SOURCE RECORDS:

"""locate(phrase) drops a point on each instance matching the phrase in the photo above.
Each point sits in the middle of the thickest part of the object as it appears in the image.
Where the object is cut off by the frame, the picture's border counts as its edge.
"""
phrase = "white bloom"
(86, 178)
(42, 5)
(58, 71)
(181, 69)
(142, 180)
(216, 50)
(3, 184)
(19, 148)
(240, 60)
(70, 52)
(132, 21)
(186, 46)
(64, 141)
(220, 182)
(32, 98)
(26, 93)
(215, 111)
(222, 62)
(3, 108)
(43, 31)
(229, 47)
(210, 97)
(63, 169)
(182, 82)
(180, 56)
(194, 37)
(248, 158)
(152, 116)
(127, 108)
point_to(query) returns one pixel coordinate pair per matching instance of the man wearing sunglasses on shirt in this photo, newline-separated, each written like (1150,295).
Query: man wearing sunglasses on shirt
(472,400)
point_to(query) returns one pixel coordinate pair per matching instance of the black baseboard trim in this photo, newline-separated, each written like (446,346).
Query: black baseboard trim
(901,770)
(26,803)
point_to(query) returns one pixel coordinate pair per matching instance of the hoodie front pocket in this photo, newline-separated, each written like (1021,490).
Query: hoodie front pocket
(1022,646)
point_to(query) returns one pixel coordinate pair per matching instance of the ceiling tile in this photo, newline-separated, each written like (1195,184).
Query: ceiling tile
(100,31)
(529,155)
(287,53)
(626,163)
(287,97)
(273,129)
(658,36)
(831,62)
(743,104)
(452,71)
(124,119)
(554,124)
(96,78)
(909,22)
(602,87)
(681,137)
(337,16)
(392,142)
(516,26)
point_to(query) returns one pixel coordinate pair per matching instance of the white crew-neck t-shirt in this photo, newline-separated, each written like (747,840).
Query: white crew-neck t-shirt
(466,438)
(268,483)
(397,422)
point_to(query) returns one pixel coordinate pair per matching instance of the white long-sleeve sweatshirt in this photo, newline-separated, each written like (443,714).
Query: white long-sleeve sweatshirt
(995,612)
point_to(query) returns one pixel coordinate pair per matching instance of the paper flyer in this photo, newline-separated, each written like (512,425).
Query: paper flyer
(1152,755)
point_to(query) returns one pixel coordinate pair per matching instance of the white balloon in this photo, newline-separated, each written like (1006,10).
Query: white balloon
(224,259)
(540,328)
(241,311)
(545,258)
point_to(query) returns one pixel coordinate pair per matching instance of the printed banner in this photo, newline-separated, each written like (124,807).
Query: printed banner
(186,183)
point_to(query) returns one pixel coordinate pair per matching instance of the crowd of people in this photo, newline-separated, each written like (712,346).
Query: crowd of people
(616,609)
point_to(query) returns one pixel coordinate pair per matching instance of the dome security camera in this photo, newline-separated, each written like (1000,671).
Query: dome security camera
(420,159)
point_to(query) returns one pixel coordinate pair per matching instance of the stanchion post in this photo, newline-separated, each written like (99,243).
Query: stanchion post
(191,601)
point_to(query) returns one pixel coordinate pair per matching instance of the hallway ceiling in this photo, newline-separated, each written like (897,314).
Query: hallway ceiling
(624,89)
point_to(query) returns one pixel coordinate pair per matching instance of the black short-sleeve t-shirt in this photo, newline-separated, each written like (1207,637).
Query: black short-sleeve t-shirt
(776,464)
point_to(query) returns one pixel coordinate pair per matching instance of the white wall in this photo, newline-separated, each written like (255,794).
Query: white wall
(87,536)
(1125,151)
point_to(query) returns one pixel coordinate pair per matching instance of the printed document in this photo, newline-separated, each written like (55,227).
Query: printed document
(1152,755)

PROBLEM STATEMENT:
Reproduce all of the material above, swapping "pixel coordinate pair" for "pixel position" at every occurrence and changing nothing else.

EXERCISE RESPONSE:
"""locate(phrase) drops a point on each instance matching the phrase in the photo above.
Each point sits in the middle of the thickest part of the object as it appears in the image.
Where the object is cut off by the frame, the picture's border counts as its edge.
"""
phrase = "white bloom"
(86, 178)
(42, 5)
(58, 71)
(181, 69)
(142, 180)
(216, 50)
(3, 184)
(19, 148)
(240, 60)
(70, 52)
(132, 21)
(186, 46)
(64, 141)
(220, 182)
(32, 98)
(26, 93)
(215, 111)
(222, 62)
(3, 108)
(43, 31)
(229, 47)
(210, 97)
(63, 169)
(182, 82)
(180, 56)
(194, 37)
(248, 158)
(152, 116)
(127, 108)
point_to(query) returns one pixel position per matching instance of the man wearing sunglasses on shirt in this photo, newline-separated, each written like (1150,295).
Query: man wearing sunglasses on shirt
(472,400)
point_to(query) returns one pixel position per matching instance of the black baseboard trim in this photo, newline-separated, each written like (446,346).
Query: black baseboard trim
(901,770)
(26,803)
point_to(query) returns one pixel position per matching instance of the hoodie front pocket in this photo, newline-separated, each written like (1021,490).
Query: hoodie front pocket
(1022,646)
point_to(query) returns one pixel position per matching instance of the ceiling tile in this photo, newline-separated, each written like (1195,184).
Query: ceiling tile
(100,31)
(529,155)
(287,53)
(626,163)
(287,97)
(273,129)
(658,36)
(831,62)
(743,104)
(452,71)
(124,119)
(554,124)
(96,78)
(909,22)
(602,87)
(681,137)
(337,16)
(392,142)
(516,26)
point_to(query) returns one pixel position per matching instance of the white crew-neck t-shirt in this photo, newline-separated, each written like (747,840).
Query: white crew-neck t-shirt
(466,438)
(268,483)
(397,422)
point_to(query) returns one pixel position per matching instance of the white long-sleeve sweatshirt in this photo, newline-separated, each written like (443,714).
Query: white long-sleeve sweatshirt
(995,612)
point_to(query) returns one pixel position per matching instance of the paper flyer in this photo, newline-separated, each written like (512,425).
Query: paper flyer
(1152,755)
point_to(query) returns one pixel position per matching instance of the white balloon in this photo, newline-separated, each written like (1006,10).
Query: white balloon
(224,259)
(540,328)
(241,311)
(545,258)
point_to(query) returns one pixel position per matching instance of the printed banner in this photo, newline-separated, each written like (124,807).
Query: printed banner
(186,183)
point_to(query) returns one pixel position per matching instance of the crowd of people in this photo, newline-separated, each written like (712,346).
Query: crowd of people
(616,609)
point_to(query) returns one pixel position per matching instance of the dome security camera in this photo, newline-separated, each written like (1000,671).
Query: dome security camera
(420,159)
point_to(query) returns one pixel position per matching instance of the stanchion post in this photo, newline-separated, each written like (99,243).
Query: stanchion post
(191,601)
point_to(query) returns one pixel position per matching instance of the hallway ceiling in this photo, newline-separated, each written like (897,314).
Query: hallway ceiling
(624,89)
point_to(query) returns one pixel position per matching instance of the black short-sleeve t-shirt in this photo, newline-separated, each written like (1207,637).
Query: black short-sleeve t-shirt
(776,464)
point_to(query) returns one pixel position per matching instance of the white wall in this photo, newline-separated, each written like (255,794).
Query: white wall
(87,536)
(1125,151)
point_to(query) returns one pixel position per matching instance of the printed document in this photo, newline-separated, each written like (55,227).
Query: printed document
(1152,755)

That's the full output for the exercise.